┌─ Provided records

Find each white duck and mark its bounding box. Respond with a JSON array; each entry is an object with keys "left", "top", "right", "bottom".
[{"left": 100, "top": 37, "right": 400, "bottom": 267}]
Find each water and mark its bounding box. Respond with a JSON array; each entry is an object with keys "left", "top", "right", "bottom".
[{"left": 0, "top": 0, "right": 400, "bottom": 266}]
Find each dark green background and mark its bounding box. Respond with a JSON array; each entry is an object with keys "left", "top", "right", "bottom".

└─
┌─ Provided records

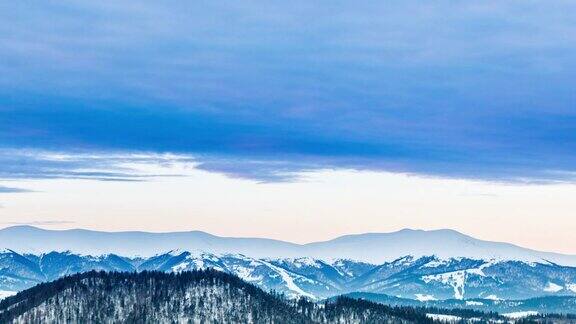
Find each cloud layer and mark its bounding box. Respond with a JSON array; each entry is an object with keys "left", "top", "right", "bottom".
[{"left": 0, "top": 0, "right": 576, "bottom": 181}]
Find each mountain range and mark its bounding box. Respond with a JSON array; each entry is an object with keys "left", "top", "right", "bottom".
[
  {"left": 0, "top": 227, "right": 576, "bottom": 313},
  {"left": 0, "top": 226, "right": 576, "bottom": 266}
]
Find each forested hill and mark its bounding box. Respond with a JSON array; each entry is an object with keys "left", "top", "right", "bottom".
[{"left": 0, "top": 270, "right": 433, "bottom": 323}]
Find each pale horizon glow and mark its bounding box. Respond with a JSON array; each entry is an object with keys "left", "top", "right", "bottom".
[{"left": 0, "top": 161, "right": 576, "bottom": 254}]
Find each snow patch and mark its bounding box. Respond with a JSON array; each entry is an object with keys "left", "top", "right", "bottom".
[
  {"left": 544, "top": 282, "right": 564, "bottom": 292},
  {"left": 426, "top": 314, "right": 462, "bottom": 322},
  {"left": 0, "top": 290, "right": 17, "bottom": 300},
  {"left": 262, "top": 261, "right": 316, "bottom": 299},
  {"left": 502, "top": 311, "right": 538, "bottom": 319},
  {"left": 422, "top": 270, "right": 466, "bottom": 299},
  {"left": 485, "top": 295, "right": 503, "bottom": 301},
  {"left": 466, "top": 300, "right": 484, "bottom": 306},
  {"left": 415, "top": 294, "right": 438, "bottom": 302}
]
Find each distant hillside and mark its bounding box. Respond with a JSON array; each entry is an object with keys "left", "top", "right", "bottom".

└─
┌─ Provided records

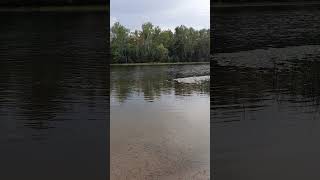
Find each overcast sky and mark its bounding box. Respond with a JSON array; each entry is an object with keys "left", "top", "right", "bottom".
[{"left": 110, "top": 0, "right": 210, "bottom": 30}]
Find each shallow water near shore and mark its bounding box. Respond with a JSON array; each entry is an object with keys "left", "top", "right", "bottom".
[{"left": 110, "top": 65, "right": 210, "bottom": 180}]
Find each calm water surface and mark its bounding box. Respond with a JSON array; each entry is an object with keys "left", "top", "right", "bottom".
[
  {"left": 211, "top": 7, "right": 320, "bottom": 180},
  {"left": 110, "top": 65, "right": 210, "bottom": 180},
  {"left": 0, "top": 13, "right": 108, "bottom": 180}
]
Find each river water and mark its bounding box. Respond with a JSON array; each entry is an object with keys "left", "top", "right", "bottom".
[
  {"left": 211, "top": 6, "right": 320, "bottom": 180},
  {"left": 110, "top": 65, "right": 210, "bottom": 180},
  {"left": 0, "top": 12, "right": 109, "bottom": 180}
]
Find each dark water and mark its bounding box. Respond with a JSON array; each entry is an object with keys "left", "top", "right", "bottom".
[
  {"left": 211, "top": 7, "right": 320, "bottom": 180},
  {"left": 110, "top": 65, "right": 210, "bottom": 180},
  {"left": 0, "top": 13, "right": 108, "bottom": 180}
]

└─

→ Written problem
How many lines of the material above contain the word "water" with the same capitalization? Reply with only the number.

→ Written solution
5